**Problem requirements**
Copy the lines below, beginning with the one that contains "Provide the location of every instance of the ear" and continuing through the final line, exactly as written and with no other lines.

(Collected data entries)
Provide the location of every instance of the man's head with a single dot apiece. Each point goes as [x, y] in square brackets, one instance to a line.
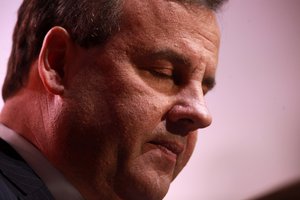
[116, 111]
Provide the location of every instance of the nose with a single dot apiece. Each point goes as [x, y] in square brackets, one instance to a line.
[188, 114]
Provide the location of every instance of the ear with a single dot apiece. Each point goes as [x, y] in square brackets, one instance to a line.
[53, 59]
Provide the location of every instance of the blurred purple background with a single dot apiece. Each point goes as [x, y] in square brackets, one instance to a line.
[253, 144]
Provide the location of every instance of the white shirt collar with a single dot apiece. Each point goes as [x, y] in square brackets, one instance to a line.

**Your solution**
Provide the location of every instance of the ear with a single dot apiece. Each point goes as [x, y] in square brackets, one instance to a line.
[53, 59]
Provide the location of every instance of the blurred purple background with a single dot apiece. Each point goes as [x, y] in square brackets, one instance to a line.
[253, 144]
Provide the location of every instance of the white shirt collar with a single dot apiece. Each point goes as [x, y] in square brackets, one instance to a line.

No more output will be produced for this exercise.